**What you need to do**:
1. Reproduce the text on the Mekong pork scheme from "It hopes to" to "slaughters per year.".
2. Answer these questions using the text on the Mekong pork scheme:
(a) What kind of company is Le Boucher?
(b) By what year does the scheme hope to reach the full capacity of the Le Boucher slaughterhouse?
(c) About how many sows are estimated to be needed in production in the Mekong delta area?
Segment Start: Selected extract
The scheme is a collaboration between French companies, namely feed additive producer Neovia, breeder company Grimaud Group and meat processor Le Boucher, and 600 Vietnamese farmers, headed by the Animal Husbandry Association of Vietnam.
It hopes to reach the full capacity of the Le Boucher slaughterhouse by 2022. According to Mr Guillaume this translates to 360,000 pigs slaughters per year.
The production chain, called Le Porc du Mékong, will produce high quality pork products as well as establish a transparent, strictly controlled closed pork production system on the Mekong Delta.
“We estimate that we will need around 20,000 sows in production on the Mekong delta area. This could involve up to 600 farmers according to the current size of the pig farms in this area”.
He thinks the pig farmers belonging to the scheme have a lot to gain. He said they will improve their competitiveness thanks to the sustainability of their business, allowing them to have a medium-term vision through stable suppliers of feed and animals and purchasers of market pigs.
“They will achieve a better technical knowledge in pig production through the implementation of our production standards and our technical support. Farmers will see higher economic gains such as a decrease of the production cost through better production practices”.
Segment End: Selected extract
Segment Start: Dataset entries
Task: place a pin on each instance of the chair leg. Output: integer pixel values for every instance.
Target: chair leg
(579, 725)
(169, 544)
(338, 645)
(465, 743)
Segment End: Dataset entries
**Answers for the exercise**:
1.
It hopes to reach the full capacity of the Le Boucher slaughterhouse by 2022. According to Mr Guillaume this translates to 360,000 pigs slaughters per year.

2.
(a) A meat processor.
(b) 2022.
(c) Around 20,000.